_TASK OBJECTIVE_.
The listing below is to be reproduced in full, exactly as given.

_EXTRACTED MATERIAL_.
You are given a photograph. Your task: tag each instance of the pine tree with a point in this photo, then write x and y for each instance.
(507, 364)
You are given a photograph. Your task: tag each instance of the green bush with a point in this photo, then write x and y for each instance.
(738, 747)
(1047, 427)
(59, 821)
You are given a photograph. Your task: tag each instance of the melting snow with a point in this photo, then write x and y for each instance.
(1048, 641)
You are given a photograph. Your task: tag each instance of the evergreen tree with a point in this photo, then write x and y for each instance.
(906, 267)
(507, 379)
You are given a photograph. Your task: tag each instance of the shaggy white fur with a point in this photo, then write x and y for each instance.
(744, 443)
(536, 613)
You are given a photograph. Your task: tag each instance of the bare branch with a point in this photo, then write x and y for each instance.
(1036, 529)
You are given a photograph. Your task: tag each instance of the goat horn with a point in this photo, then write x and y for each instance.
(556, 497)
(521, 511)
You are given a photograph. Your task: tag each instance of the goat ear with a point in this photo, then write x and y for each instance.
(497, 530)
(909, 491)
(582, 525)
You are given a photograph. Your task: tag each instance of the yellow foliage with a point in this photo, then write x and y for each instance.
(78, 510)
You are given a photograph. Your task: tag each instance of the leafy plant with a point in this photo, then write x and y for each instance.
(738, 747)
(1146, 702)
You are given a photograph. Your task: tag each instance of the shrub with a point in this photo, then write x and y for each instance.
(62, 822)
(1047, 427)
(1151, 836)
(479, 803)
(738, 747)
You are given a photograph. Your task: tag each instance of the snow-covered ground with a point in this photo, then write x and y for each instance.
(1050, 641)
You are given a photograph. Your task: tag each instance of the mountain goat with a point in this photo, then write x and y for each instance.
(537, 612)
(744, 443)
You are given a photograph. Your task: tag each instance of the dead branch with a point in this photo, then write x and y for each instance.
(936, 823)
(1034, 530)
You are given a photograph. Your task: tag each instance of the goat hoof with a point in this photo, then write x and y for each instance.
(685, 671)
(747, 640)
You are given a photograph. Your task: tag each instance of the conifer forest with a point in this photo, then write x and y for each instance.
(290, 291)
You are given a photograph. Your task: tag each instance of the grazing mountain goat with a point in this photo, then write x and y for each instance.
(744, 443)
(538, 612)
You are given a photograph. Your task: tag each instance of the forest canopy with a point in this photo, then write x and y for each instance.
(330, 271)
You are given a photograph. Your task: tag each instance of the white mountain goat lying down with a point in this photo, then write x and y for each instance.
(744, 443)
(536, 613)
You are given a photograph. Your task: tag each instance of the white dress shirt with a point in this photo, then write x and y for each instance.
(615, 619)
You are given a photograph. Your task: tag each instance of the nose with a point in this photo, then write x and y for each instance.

_SOLVED EXERCISE_.
You are given a photograph. Your task: tag each instance of the pine tree with a point in this photo, then write x and y for each instance.
(507, 364)
You are given a photograph. Your task: tag each instance of the green bush with a point in this photo, then write x and y for each instance.
(738, 747)
(1047, 427)
(59, 821)
You are given a photograph. Your task: tag each instance of the melting snow with a point in this photo, then write x and y for each instance.
(1048, 641)
You are given a photograph. Your task: tag each instance of the evergreen tree with a point in this photo, then write x and y for each instance.
(906, 267)
(507, 379)
You are given a photograph. Your task: tag each instance of the shaggy white fur with a point in this photo, then write x and y for each instance.
(744, 443)
(536, 613)
You are given a photograph. Your task: tag each instance of the bare branch with a point in this photo, then write x and y for each instance.
(1036, 529)
You are given a photograph. Your task: tag each instance of the goat horn with a point in this photo, then write x and y for each instance.
(556, 497)
(521, 511)
You are given a photograph. Your task: tag each instance of the goat ear with a point in this photo, then write x and y for each instance.
(497, 530)
(909, 491)
(582, 525)
You are given a photograph. Your task: tag each instance of the yellow foliage with a point in this photo, then write x and y for each instance.
(78, 510)
You are given a photograph. Your task: tag each instance of the leafy plant with a point in this photo, then write x and y for each instance.
(738, 747)
(1146, 702)
You are given a photograph. Your task: tag each instance of the shrub with a point in this photo, then write x and y for each instance.
(62, 822)
(1047, 427)
(1151, 836)
(479, 803)
(738, 747)
You are given a photograph. Your task: tag each instance of the snow-covered ground with a point in this photo, then write x and y for each instance.
(1050, 641)
You are given a photograph. Your task: tag each instance of the mountain goat with a point in this photo, then write x and y for each instance.
(537, 612)
(744, 443)
You are given a photograph. Your task: tag each instance of the dead branch with a point in this photo, then write x and y for each instance.
(936, 823)
(1034, 530)
You are given a photograph. Your task: tag each instance of the goat hoof with a point in this photo, then write x and y for each instance.
(685, 671)
(747, 640)
You are given a photograph. Your task: tag each instance of the conifer forest with a point in this photo, then write x and y for each instance.
(290, 291)
You are given a photograph. Your task: tag each instance of the grazing mountain goat with a point in this photo, then write x and y for each instance.
(744, 443)
(538, 612)
You are given a photograph. Your task: tag each instance of the forest canopy with a point in this photo, then write x and y for each instance.
(330, 271)
You are given a photograph. Your task: tag each instance of the white mountain goat lying down with a point in this photo, then write x and y for each instance.
(744, 443)
(536, 613)
You are given a photograph. Your task: tag each instance of the white dress shirt with a point in this photo, then write x and y for each instance.
(615, 619)
You are given a photograph. Your task: tag each instance of the nose with a point in this photo, then write x and y for each instance.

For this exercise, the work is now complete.